# Fishing from Destin to Indian Pass



## Captdroot (Jan 18, 2012)

Would like to fish 1-4 times a month. Retired, M-F is fine. Florida native, with too many years of salt water fishing. Seamanship, trailer backing, boat maintenance, gaffing Cobia, shooting sharks..... I can handle it. Watching kids catch fish..... any more, that's as good as gets.

I always have dependable transportation, $50-100 towards expenses, & my alarm clock is very reliable; I'll be there.


----------



## Captdroot (Jan 18, 2012)

It's been a week, with two very calm days. I'll up date this a couple more times. Inshore or offshore, either is great. Both are improving as we head towards spring.


----------



## Captdroot (Jan 18, 2012)

Been a month since my post.


----------



## 24ft fishmaster (Apr 26, 2012)

I'm still here in Milton run out of pensacola just got motor rebuilt doing a shake down if wind lays down


----------



## Captdroot (Jan 18, 2012)

Fishmaster, glad to here you are getting that boat back into action. Thanks for keeping my name. I'm just trying to keep my drive this side of Defuniak Springs. Destin is sorta pushing it, because of that traffic south of I-10. PC is a good. Indian Pass is too. I have an old friend who's been trying to come down from the Macon area, but he's run into some health issues.

--- Record set ---
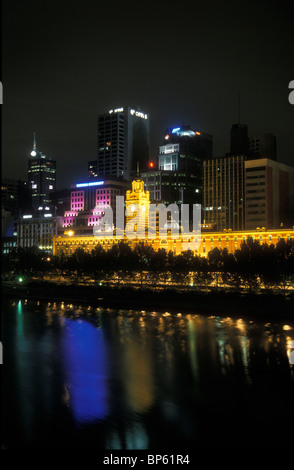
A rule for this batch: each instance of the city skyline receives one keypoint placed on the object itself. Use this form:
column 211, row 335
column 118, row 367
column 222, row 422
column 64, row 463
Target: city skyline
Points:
column 181, row 69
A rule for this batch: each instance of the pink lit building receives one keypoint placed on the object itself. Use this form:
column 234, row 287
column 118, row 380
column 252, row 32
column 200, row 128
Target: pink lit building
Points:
column 88, row 202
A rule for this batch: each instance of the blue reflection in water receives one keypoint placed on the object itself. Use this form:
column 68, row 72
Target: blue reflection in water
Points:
column 85, row 369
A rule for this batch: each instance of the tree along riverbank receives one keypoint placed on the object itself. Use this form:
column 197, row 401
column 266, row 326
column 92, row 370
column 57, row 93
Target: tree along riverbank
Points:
column 263, row 305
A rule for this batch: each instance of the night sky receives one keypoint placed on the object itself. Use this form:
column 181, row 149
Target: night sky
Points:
column 66, row 62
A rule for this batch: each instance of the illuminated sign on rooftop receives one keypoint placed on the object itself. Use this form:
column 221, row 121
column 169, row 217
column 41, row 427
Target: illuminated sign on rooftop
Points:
column 93, row 183
column 117, row 110
column 179, row 131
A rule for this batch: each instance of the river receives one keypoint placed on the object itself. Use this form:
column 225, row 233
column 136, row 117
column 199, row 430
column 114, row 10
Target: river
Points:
column 80, row 376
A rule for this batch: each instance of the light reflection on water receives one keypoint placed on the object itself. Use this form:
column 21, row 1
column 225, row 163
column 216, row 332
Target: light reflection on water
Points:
column 120, row 379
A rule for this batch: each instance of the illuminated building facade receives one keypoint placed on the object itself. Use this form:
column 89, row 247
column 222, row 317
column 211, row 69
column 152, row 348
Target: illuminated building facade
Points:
column 88, row 202
column 123, row 141
column 224, row 192
column 92, row 169
column 37, row 231
column 42, row 177
column 231, row 240
column 137, row 206
column 269, row 194
column 15, row 196
column 178, row 177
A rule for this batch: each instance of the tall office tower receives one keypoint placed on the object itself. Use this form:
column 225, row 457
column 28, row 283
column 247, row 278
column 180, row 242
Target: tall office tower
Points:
column 239, row 139
column 123, row 141
column 178, row 177
column 42, row 177
column 223, row 192
column 15, row 196
column 263, row 146
column 269, row 190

--- Set tasks ---
**1)** In the fishing thread, how much money does Captdroot offer toward expenses?
**2)** Please rewrite the stretch of the fishing thread from "Would like to" through "good as gets.", changing "Cobia" to "Grouper".

--- Results of the exercise ---
**1)** $50-100

**2)**
Would like to fish 1-4 times a month. Retired, M-F is fine. Florida native, with too many years of salt water fishing. Seamanship, trailer backing, boat maintenance, gaffing Grouper, shooting sharks..... I can handle it. Watching kids catch fish..... any more, that's as good as gets.